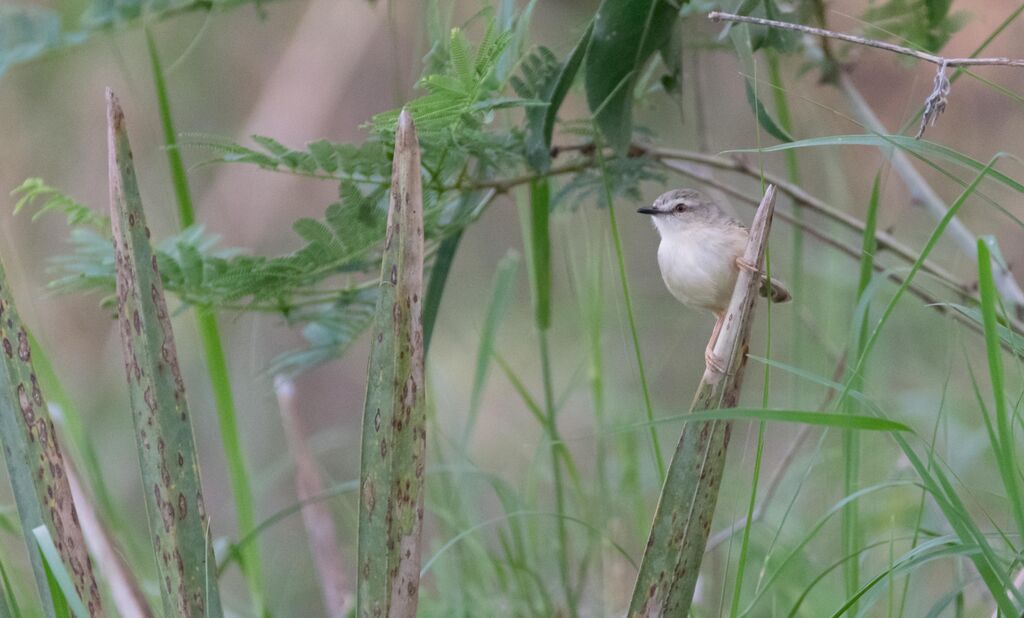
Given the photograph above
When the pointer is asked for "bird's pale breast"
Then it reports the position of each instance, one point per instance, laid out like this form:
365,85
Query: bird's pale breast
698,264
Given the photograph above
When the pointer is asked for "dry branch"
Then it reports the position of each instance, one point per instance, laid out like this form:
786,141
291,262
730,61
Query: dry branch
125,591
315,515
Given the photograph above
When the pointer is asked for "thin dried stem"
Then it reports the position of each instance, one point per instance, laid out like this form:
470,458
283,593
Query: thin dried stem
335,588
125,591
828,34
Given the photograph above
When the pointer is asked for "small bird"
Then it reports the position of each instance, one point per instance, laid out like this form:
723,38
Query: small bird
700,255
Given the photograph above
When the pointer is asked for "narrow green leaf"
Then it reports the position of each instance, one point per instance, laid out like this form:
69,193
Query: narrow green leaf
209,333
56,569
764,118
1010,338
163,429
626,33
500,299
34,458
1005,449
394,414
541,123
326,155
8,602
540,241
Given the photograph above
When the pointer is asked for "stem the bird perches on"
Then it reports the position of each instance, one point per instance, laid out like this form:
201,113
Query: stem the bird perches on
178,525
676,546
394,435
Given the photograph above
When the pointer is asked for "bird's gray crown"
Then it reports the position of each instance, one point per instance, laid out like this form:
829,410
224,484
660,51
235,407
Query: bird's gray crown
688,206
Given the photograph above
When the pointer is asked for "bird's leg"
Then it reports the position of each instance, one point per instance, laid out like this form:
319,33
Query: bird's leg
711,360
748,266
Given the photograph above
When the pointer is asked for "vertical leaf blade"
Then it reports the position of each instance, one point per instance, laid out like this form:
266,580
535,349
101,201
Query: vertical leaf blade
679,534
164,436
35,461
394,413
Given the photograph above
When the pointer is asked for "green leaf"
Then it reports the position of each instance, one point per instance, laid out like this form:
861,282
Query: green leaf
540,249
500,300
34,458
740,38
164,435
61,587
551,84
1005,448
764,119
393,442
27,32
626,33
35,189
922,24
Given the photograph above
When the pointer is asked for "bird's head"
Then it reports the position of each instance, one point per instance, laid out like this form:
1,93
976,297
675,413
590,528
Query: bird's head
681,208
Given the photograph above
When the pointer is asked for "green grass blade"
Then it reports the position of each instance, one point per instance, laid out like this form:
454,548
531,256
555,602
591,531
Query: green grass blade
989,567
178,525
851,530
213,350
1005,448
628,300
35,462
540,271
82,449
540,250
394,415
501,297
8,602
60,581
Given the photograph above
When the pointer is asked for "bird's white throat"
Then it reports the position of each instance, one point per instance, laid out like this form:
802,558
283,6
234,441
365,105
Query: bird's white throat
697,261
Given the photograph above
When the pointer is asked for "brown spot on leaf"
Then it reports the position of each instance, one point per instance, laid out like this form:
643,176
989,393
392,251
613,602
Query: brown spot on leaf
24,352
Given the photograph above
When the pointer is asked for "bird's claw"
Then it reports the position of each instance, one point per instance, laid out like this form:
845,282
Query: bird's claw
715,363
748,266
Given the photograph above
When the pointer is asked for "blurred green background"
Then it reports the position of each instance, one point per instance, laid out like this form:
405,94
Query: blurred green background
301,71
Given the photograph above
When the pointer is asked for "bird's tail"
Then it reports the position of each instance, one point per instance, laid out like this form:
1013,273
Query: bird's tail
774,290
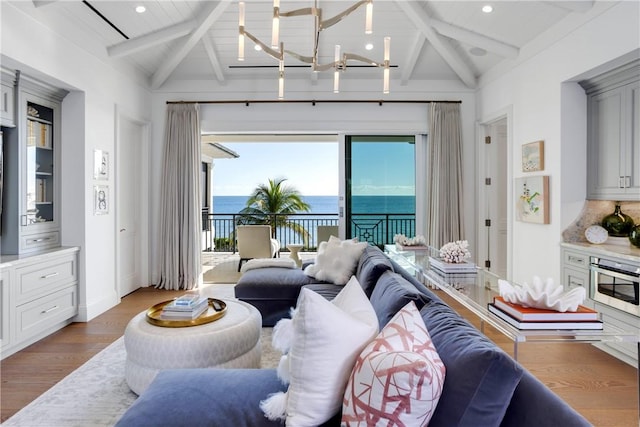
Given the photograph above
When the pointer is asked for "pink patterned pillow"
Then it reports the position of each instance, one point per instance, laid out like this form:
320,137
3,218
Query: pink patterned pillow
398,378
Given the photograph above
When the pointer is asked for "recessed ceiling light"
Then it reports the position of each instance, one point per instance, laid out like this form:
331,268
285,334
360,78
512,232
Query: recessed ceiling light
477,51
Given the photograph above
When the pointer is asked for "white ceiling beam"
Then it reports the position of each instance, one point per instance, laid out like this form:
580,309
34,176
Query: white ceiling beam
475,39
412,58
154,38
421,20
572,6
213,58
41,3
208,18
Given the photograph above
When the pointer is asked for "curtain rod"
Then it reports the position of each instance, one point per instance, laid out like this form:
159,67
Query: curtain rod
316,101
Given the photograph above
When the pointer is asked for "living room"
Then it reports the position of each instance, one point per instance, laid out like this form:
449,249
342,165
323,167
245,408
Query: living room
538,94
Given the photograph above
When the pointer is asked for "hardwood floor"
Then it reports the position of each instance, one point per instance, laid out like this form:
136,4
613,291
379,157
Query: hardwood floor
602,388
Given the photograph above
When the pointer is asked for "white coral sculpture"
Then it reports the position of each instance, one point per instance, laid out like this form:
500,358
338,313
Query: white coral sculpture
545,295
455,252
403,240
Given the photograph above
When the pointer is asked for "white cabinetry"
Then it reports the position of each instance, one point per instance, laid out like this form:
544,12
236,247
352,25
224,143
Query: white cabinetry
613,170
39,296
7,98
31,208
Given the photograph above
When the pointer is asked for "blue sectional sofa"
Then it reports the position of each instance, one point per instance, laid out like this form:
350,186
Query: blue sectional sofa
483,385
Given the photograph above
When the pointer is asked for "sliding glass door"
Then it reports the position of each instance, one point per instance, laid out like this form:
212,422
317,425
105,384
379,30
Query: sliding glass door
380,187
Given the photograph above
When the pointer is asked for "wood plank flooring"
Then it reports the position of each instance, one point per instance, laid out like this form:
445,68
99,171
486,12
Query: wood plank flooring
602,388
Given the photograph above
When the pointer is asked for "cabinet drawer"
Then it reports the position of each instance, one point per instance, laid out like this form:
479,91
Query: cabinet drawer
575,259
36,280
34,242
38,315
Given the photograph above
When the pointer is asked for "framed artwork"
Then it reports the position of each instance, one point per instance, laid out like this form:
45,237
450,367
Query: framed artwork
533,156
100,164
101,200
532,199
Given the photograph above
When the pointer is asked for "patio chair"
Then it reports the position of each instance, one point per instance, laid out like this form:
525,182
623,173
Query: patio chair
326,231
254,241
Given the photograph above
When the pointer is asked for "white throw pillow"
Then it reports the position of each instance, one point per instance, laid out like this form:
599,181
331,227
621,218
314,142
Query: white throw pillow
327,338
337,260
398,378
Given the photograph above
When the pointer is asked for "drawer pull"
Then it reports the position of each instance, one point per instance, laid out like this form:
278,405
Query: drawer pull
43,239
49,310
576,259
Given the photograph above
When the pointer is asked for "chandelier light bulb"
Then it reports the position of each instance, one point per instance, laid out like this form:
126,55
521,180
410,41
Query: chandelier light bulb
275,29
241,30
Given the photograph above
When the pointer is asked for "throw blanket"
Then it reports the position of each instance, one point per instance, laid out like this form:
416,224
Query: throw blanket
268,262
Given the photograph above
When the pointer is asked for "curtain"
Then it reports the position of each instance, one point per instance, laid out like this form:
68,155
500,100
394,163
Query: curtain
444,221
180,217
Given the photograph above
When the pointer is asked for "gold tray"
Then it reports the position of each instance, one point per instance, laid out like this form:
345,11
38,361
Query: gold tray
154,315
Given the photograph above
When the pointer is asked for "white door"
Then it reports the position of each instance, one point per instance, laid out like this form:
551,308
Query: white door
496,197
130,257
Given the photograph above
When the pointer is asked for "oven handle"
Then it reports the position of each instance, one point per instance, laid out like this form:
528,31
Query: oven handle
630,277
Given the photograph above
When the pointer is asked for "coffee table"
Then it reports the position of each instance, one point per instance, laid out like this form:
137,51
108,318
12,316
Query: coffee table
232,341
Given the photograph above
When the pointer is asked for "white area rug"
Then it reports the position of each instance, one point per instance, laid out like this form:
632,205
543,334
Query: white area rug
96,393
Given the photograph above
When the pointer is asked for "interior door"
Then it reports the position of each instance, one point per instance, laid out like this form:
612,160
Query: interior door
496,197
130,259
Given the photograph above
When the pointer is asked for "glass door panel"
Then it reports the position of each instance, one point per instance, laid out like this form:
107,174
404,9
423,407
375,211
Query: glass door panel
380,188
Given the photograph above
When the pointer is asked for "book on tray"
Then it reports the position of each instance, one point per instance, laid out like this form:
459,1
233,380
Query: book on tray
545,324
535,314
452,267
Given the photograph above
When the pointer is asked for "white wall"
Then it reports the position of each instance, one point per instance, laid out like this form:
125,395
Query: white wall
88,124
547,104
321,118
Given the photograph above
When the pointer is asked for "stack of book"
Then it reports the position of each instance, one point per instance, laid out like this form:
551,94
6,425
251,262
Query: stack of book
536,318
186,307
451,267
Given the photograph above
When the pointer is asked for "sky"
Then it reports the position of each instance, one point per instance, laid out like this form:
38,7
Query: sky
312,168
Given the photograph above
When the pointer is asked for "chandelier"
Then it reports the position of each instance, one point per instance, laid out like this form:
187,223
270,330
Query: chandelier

***

* [BRIEF]: Show every line of the rows above that contains the word "coral", copying each one in full.

* [OUTPUT]:
When the pointer is asked for "white coral sculpture"
Query: white coral sculpture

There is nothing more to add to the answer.